Vorliegender Text:
Komischer Titel für ein Gschichtle, werden sie denken. Aber es gab früher wirklich eine bestimmte Zeitspanne im Jahresablauf, in welcher in unserem Haus die höchste Anspannung vorherrschte. Eigentlich nur bei einem Familienmitglied,  aber da meist nur ein falsches Wort genügte, den Gemütszustand der Person in Wallung zu bringen, standen alle Hausbewohner "unter Strom".
Bei der Zeitspanne handelte es sich um die Wochen vor dem Weißen Sonntag, bei der unter
Druck stehenden Person - um meine liebe Tante Emilie. Ursachen für ihren angeschlagenen Gemütszustand waren in diesen Zeiten ihre Sorgen um die Kommunionkerzen. „Werden sie alle rechtzeitig fertig werden, werden sie alle bis zur Auslieferung heil bleiben, werden alle richtig beschriftet sein, werden alle Mäntelchen auch richtig schön fallen ……………????“
Fragen über Fragen wanderten ruhelos durch ihr Gehirn.

Ausgangsdaten:
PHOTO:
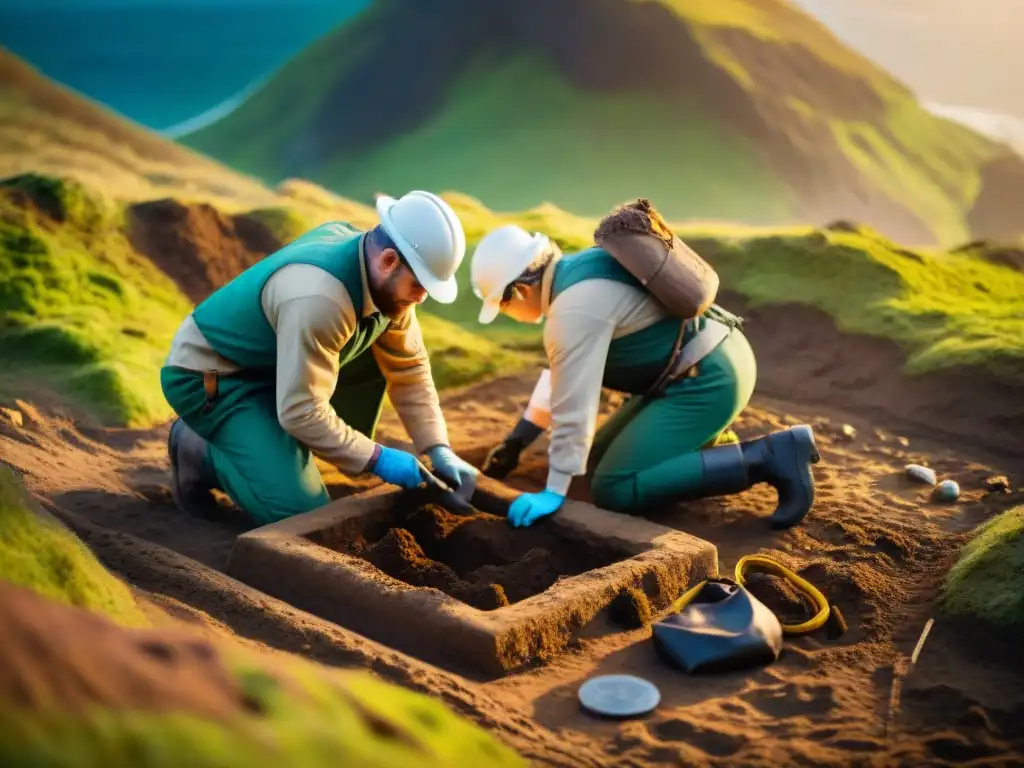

Zu bearbeitende Aufgaben:
A. Schreiben Sie aus dem vorliegenden Text alles von „Komischer Titel für“ bis hinunter zu „durch ihr Gehirn.“ wortgetreu ab.
B. Fassen Sie den vorliegenden Text in zwei Sätzen zusammen.

Endergebnisse:
A.
Komischer Titel für ein Gschichtle, werden sie denken. Aber es gab früher wirklich eine bestimmte Zeitspanne im Jahresablauf, in welcher in unserem Haus die höchste Anspannung vorherrschte. Eigentlich nur bei einem Familienmitglied,  aber da meist nur ein falsches Wort genügte, den Gemütszustand der Person in Wallung zu bringen, standen alle Hausbewohner "unter Strom".
Bei der Zeitspanne handelte es sich um die Wochen vor dem Weißen Sonntag, bei der unter
Druck stehenden Person - um meine liebe Tante Emilie. Ursachen für ihren angeschlagenen Gemütszustand waren in diesen Zeiten ihre Sorgen um die Kommunionkerzen. „Werden sie alle rechtzeitig fertig werden, werden sie alle bis zur Auslieferung heil bleiben, werden alle richtig beschriftet sein, werden alle Mäntelchen auch richtig schön fallen ……………????“
Fragen über Fragen wanderten ruhelos durch ihr Gehirn.

B. Früher herrschte im Haus in den Wochen vor dem Weißen Sonntag höchste Anspannung, weil Tante Emilie unter Druck stand und schon ein falsches Wort ihren Gemütszustand in Wallung bringen konnte. Ihre Sorgen galten den Kommunionkerzen: ob alle rechtzeitig fertig, bis zur Auslieferung heil und richtig beschriftet sein würden und ob die Mäntelchen schön fallen würden.